[Dataset excerpts on object pointing]
START
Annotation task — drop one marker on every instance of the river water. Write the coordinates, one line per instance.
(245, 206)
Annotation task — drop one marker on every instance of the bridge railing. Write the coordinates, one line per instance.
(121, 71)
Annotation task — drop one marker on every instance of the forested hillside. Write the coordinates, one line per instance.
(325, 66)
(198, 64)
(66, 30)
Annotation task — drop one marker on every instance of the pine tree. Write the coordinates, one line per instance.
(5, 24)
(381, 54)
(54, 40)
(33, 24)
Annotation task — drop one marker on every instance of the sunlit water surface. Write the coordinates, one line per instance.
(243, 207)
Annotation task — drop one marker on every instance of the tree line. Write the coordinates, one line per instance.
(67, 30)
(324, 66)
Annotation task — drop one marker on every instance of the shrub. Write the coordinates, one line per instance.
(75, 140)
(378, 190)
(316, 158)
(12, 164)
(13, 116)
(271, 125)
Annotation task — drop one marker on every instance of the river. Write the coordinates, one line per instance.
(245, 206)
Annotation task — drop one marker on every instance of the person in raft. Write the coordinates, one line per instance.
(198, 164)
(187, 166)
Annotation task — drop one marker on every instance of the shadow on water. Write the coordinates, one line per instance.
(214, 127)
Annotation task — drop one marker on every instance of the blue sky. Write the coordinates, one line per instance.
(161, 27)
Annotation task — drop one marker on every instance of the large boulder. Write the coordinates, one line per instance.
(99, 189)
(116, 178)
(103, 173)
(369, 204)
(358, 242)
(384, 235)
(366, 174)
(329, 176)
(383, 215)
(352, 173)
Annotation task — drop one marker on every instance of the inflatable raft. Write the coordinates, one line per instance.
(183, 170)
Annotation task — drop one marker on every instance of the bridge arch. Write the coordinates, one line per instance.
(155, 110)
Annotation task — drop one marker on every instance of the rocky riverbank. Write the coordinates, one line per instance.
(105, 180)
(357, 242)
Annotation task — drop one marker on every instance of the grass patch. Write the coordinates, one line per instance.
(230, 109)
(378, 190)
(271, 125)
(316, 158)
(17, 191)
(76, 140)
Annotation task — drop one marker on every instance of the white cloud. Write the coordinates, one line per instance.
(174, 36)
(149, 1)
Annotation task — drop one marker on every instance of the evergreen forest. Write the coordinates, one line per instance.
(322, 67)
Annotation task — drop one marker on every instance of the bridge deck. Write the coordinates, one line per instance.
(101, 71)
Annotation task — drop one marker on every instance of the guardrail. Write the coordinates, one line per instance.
END
### WHAT THE EXERCISE ASKS
Reproduce all of the rows above, swapping "drop one marker" for "place a single point" and leaving everything else unchanged.

### TASK SOLUTION
Annotation task — place a single point on every instance of the river water. Write the coordinates, one line per instance.
(245, 206)
Annotation task — place a single point on every instance of the bridge railing. Write the coordinates, one line per instance.
(121, 71)
Annotation task — place a single point on every instance of the forested hillside. Write the coordinates, one line per instance.
(325, 66)
(198, 64)
(66, 30)
Annotation task — place a single point on every instance of the pine tree. Write the coordinates, one line per instance.
(5, 24)
(381, 54)
(54, 40)
(33, 24)
Annotation task — place a single point on every instance of the sunlit water surface. Write the coordinates, one line per instance.
(243, 207)
Annotation task — place a single point on every instance of the tree line. Write the coordinates, one line per instance.
(67, 30)
(324, 66)
Annotation task — place a single point on every instance of the shrub. Write the coordinates, one line per instance.
(75, 140)
(378, 190)
(316, 158)
(12, 164)
(13, 116)
(271, 125)
Annotation task — place a single point on every instance of the river. Write the coordinates, one line per instance.
(245, 206)
Annotation task — place a single point on every instance of the person in raft. Write the coordinates, one line per instance.
(198, 164)
(187, 166)
Annotation task — place a single point on every instance of the shadow on water. Write the coordinates, one line per instance.
(214, 127)
Annotation task — place a single point on every instance of the blue sky. Write the coordinates, one line per instance.
(161, 27)
Annotation task — place a single point on every instance of the large boulder. Write the coordinates, one line per instance.
(99, 189)
(116, 178)
(103, 173)
(369, 204)
(358, 242)
(384, 235)
(366, 174)
(329, 176)
(383, 215)
(352, 173)
Annotation task — place a single point on every instance of the inflatable raft. Write the coordinates, one line per instance.
(183, 170)
Annotation task — place a single point on every instance of the bridge arch. Write the coordinates, one line per instance.
(155, 110)
Annotation task — place a single point on every instance of the rocky riverbank. Write the coordinates, one line per instance.
(105, 180)
(357, 242)
Annotation task — place a single point on every instance of the grass patch. Write the coordinates, one line per instance.
(230, 109)
(378, 190)
(271, 125)
(316, 158)
(17, 191)
(76, 140)
Annotation task — place a single point on every instance of the white cloud. Write the coordinates, one line per instance.
(174, 36)
(149, 1)
Annotation task — place a single point on every instance of the evergreen forest. Write the coordinates, one line per instance.
(322, 67)
Annotation task — place a single point on every instance of the bridge deck. Write the coordinates, one line per instance.
(101, 71)
Annotation task — place a single point on every instance of the guardrail. Write the coordinates, one line per instance.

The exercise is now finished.